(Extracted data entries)
---

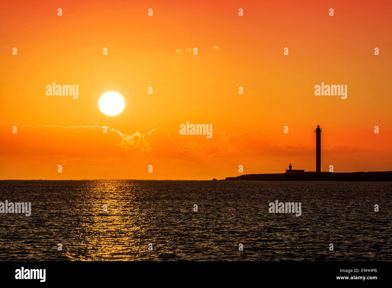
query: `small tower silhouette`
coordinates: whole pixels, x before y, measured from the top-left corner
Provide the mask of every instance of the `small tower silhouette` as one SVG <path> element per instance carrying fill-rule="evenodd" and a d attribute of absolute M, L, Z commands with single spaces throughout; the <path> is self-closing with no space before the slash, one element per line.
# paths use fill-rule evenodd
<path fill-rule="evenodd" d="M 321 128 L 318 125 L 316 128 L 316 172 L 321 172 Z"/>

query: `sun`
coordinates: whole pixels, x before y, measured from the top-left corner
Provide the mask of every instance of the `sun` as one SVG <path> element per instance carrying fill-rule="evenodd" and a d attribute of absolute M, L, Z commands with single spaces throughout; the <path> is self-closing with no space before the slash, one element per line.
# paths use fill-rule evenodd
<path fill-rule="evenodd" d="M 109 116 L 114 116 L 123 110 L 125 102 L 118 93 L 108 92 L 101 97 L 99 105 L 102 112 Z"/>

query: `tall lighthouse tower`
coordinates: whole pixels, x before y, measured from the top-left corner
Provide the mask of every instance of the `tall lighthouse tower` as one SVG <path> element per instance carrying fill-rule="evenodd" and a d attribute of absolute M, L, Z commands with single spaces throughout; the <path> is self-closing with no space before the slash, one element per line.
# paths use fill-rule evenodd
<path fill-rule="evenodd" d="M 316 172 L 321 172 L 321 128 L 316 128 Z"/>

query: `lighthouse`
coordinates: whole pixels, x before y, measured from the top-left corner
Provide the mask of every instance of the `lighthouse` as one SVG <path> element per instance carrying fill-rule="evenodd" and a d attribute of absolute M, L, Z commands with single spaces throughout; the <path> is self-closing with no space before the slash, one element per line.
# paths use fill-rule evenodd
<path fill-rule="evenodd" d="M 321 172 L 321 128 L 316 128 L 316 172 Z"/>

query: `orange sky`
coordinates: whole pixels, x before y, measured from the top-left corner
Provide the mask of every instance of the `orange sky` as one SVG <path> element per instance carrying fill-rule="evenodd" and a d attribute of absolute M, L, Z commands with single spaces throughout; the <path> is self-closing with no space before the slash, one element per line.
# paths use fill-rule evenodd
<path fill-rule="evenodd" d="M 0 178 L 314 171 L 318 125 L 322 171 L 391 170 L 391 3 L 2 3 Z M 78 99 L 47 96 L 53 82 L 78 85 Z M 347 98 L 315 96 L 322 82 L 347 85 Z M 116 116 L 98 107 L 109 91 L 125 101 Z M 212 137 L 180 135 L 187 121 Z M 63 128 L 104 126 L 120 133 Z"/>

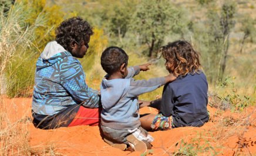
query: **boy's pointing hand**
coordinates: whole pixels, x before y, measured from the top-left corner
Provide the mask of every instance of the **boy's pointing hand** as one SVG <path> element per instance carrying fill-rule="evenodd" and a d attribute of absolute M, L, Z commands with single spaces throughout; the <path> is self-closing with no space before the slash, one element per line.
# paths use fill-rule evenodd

---

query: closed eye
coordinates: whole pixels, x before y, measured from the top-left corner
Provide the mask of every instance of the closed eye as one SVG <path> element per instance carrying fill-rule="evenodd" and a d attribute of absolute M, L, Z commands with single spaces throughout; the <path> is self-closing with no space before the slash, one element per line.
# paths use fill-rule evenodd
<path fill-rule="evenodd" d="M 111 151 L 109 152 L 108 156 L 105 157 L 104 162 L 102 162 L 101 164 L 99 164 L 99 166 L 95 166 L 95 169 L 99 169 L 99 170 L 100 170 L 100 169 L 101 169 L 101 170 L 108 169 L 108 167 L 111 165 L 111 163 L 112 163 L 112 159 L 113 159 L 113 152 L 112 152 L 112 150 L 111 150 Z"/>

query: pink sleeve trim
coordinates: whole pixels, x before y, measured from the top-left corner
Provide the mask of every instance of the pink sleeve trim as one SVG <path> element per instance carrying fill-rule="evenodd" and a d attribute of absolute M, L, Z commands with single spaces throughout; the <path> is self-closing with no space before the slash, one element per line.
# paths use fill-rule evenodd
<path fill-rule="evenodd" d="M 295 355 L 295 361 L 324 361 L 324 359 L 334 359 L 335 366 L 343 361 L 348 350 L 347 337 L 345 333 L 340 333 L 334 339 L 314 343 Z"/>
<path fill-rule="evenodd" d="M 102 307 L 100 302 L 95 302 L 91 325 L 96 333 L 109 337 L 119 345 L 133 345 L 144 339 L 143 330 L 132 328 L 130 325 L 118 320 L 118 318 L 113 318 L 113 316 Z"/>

---

• **Directions**: Write out the lines above, starting at the line that contains "query: closed eye" and ending at the line that contains "111 151 L 109", including both of those lines.

• **Task response**:
query: closed eye
coordinates: whole pixels, x before y, measured from the top-left corner
Provide the mask of every instance of the closed eye as one SVG <path> element per instance carrying fill-rule="evenodd" and a d attribute of absolute M, L, Z commands with single spaces throughout; the <path> is self-closing with no space before the slash, one element per line.
# paths use fill-rule evenodd
<path fill-rule="evenodd" d="M 111 151 L 109 152 L 108 156 L 105 157 L 104 162 L 102 162 L 101 164 L 99 164 L 99 166 L 95 166 L 95 169 L 99 169 L 99 170 L 100 170 L 100 169 L 101 169 L 101 170 L 108 169 L 108 167 L 111 165 L 111 163 L 112 163 L 112 159 L 113 159 L 113 152 L 112 152 L 112 150 L 111 150 Z"/>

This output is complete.